> **Tasks to carry out**:
(1) According to the page on support for behavioral health and community services managers, in which region and states must participants' organizations be located?
(2) Pick up the page on support for behavioral health and community services managers right after its last bullet point, and keep writing it.

> **Text passage**:
# # # # # # #

For Behavioral Health and Community Services Managers

The challenges of 2020 still add a heavy layer of complexity to the already challenging role of managing these essential organizations.  William James College is offering a free resource to managers in community organizations to provide support, reduce isolation, and brainstorm and share strategies for effective management and getting through the current challenges. 

Behavioral health and community services managers are invited to join free, drop-in virtual meetings. Sessions will use the framework of crisis and risk management, and effective, excellent, and ideal management during disruptive times to organize an open, confidential discussion among participants. Sessions are open to managers at any level serving in any mental health or community service organization, including state government human service departments, in New England (MA, RI, NH, CT, ME).

A group hosted by Drs. Paul Block, associate professor, Leadership and Management in Clinical Psychology at William James College, and Brittainy Charette, senior organizational development specialist at WEX, Inc., for several months explored topics of importance to managers. A list of these topics, and related resources, follows: 

  • How to support staff through the impact of circumstances on their ability to be helpful, as well as their own adjustment
    • Read more on taking care of yourself while taking care of a team from Harvard Business Review, here and the NeuroLeadership Institute, here
    • Here is another great resource on courageously managing through and beyond a crisis, from HBR.
  • Managing from a distance: management techniques beyond individual supervision
    • Learn more from Harvard about managing virtual teams: overcoming common challenges
    • A more general article reviewing leadership styles and their impact on performance beyond the influence of direct contact 
  • Using clients' reactions to the crisis (the "crisis of the week/month/year") to support long term growth
    • Addressed in the attached document (within the context of TF-CBT, but more broadly applicable, and with a lovely quote from another source).

# # # # # # #

> **Region pointing records**:

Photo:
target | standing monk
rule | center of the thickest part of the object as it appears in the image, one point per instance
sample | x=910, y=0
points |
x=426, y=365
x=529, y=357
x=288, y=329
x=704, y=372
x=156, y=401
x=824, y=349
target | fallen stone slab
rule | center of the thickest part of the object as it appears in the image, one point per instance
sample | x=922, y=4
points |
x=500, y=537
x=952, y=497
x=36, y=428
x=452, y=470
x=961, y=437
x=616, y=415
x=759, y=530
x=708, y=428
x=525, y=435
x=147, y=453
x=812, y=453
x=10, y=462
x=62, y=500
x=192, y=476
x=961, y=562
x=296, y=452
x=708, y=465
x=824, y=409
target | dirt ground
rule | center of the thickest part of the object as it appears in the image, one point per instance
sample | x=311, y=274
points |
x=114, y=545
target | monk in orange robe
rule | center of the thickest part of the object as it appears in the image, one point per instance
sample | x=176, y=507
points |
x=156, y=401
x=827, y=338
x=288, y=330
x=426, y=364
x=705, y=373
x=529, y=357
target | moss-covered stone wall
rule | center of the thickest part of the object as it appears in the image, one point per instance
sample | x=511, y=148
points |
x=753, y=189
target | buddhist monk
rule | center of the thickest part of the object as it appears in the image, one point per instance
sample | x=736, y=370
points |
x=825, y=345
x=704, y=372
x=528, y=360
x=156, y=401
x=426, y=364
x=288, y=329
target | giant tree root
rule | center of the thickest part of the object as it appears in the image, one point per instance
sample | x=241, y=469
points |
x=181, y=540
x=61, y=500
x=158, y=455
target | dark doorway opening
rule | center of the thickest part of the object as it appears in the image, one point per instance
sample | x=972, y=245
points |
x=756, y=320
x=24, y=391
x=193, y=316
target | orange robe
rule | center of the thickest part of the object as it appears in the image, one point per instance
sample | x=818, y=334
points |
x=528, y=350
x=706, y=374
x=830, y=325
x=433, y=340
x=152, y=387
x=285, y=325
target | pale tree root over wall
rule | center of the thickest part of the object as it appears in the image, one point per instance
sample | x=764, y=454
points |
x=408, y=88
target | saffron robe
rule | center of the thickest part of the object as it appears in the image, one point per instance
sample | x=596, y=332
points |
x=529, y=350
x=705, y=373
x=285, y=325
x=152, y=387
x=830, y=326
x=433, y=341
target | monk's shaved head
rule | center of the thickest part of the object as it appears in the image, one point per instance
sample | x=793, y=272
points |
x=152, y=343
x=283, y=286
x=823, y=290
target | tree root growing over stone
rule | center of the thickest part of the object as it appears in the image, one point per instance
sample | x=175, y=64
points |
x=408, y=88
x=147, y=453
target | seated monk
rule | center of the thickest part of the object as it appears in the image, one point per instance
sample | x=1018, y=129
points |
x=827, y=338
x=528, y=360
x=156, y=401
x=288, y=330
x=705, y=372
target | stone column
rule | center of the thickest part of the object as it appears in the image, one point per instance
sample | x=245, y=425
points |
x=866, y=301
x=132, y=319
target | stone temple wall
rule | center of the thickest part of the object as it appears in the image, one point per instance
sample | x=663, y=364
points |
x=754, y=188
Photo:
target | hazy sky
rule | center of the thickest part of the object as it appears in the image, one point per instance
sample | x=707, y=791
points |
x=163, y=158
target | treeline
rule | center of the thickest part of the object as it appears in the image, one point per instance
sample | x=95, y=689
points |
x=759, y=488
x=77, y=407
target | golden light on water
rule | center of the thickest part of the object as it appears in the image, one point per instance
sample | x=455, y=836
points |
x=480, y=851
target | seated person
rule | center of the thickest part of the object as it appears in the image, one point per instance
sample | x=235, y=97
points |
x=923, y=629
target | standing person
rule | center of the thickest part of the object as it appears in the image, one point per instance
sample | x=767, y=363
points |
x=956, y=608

# # # # # # #

> **Expected outputs**:
(1) New England: MA, RI, NH, CT, and ME.

(2)
  • Moving from initial adjustment and survival to trying to be effective:
    • Exhaustion, including changes in social patterns resulting from the pandemic (less of the direct signals about helpfulness and feedback we usually get from being with our clients, and decreased engagement from clients).
    • Fears related to productivity and risk for layoffs, 
    • A recent group discussed the lessons and opportunities this shift is creating:
      • Forcing ourselves to stay connected (which in some cases is leading to reports of more connection and interaction)
      • Using the opportunity to experiment with new ways of doing things
      • Instead of focusing on the challenges or changes in how we're doing our roles, thinking about what new possibilities these circumstances make possible.  What can be done differently that will work better under these circumstances:
        • Less obtrusive observation and coaching- "fly on the wall" or virtual coach, like in family therapy when you're watching through a window and sometimes calling in with suggestions;
        • Being available at times that would be important but not usually workable given schedules;
        • Seeing people functioning in their real environments, inc. for home-based therapists without the same degree of impact of our presence. 
      • How, not only does this enable adjustment to continue feeling effective and to make this work, but that there are lessons all will be able to take when we go back to our old routines.